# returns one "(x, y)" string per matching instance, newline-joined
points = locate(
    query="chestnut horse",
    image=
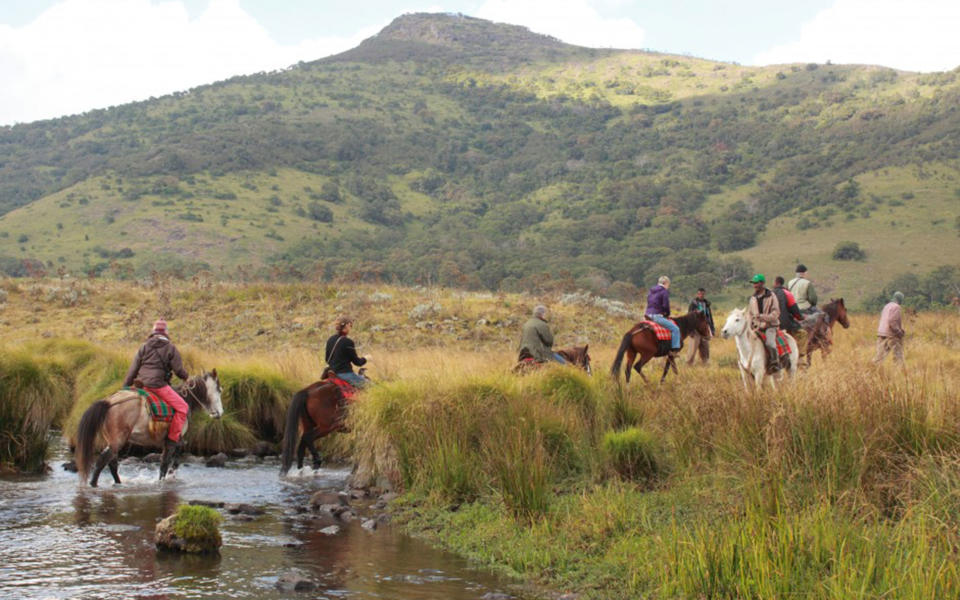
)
(575, 355)
(125, 417)
(819, 328)
(642, 340)
(319, 410)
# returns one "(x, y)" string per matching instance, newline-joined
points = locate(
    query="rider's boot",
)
(773, 360)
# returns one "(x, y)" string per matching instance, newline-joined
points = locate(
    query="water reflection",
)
(61, 540)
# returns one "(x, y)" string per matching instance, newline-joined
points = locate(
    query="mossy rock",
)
(192, 529)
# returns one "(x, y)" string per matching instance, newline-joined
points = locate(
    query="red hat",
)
(160, 326)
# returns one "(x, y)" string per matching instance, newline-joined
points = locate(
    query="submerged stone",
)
(192, 529)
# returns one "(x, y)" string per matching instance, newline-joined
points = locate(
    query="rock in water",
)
(293, 581)
(217, 460)
(192, 529)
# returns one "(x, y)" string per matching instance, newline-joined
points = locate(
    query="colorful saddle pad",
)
(661, 332)
(783, 347)
(159, 410)
(346, 389)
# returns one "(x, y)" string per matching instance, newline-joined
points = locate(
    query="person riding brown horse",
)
(642, 340)
(318, 410)
(819, 329)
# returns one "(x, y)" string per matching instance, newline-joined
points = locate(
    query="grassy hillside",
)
(453, 150)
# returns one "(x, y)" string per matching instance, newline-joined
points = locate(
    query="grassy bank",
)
(840, 485)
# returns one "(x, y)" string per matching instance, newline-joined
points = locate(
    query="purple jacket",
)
(658, 301)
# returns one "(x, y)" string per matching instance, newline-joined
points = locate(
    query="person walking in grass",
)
(536, 339)
(701, 344)
(341, 354)
(890, 331)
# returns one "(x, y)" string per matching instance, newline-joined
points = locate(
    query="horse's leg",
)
(631, 356)
(311, 446)
(114, 466)
(102, 461)
(639, 366)
(666, 368)
(169, 452)
(302, 447)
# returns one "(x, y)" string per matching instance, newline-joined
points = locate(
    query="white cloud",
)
(914, 35)
(573, 21)
(85, 54)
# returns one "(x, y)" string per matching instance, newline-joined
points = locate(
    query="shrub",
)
(848, 251)
(634, 454)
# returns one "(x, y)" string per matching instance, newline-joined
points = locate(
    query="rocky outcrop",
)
(192, 529)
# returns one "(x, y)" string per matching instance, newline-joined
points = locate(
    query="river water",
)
(60, 540)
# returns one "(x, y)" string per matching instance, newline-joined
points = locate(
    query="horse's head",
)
(577, 356)
(210, 396)
(736, 323)
(841, 312)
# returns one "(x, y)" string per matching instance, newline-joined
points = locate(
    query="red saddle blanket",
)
(159, 410)
(782, 346)
(663, 334)
(346, 389)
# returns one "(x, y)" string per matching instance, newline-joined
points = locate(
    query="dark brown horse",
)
(125, 417)
(318, 410)
(819, 329)
(575, 355)
(642, 340)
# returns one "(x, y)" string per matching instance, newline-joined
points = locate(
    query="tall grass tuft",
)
(33, 392)
(206, 435)
(635, 454)
(257, 397)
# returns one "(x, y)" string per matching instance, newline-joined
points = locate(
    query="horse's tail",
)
(292, 432)
(90, 424)
(624, 345)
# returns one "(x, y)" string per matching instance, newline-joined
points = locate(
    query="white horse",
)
(752, 352)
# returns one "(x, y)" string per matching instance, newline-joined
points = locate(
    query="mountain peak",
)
(448, 36)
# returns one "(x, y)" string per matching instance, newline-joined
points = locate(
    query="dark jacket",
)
(704, 306)
(536, 340)
(658, 301)
(156, 359)
(789, 313)
(342, 353)
(763, 310)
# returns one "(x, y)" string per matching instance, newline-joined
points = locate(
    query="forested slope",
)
(453, 150)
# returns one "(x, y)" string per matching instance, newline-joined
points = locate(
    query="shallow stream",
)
(60, 540)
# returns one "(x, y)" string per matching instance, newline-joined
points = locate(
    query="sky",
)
(60, 57)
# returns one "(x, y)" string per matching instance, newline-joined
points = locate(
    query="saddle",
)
(662, 333)
(346, 389)
(159, 410)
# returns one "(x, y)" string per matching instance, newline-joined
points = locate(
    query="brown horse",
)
(642, 340)
(819, 328)
(319, 410)
(575, 355)
(125, 417)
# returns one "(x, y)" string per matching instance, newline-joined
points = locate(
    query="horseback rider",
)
(658, 311)
(153, 365)
(764, 313)
(536, 339)
(702, 344)
(341, 354)
(802, 289)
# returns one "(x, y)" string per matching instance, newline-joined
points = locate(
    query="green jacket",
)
(537, 340)
(803, 291)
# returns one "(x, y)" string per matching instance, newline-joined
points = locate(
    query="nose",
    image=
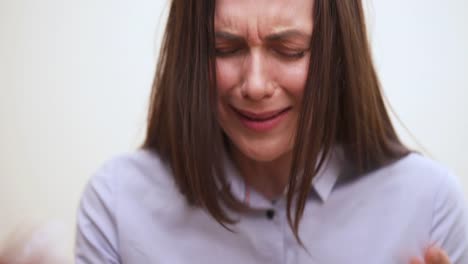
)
(257, 83)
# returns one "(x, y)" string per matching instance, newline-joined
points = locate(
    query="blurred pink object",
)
(35, 245)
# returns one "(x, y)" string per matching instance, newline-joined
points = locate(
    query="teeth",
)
(262, 119)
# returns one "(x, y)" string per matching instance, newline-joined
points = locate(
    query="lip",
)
(261, 121)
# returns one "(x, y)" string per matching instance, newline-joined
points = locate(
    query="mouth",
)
(261, 121)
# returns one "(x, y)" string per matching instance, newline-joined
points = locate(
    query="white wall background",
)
(75, 78)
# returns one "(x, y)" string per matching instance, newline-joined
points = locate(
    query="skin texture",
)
(261, 66)
(262, 62)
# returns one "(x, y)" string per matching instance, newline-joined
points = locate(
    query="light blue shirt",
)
(132, 212)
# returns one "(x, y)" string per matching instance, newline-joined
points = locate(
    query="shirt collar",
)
(323, 183)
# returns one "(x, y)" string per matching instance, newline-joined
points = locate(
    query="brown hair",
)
(342, 104)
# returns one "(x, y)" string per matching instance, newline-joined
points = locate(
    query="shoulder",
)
(133, 171)
(418, 174)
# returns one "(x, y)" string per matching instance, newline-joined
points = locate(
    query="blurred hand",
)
(433, 255)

TO BE DONE:
Show every line of the material above that contains the string "blurred", copying each one whole. Matches must have the same capitalization.

TASK ANSWER:
    query="blurred pink object",
    query="blurred hand",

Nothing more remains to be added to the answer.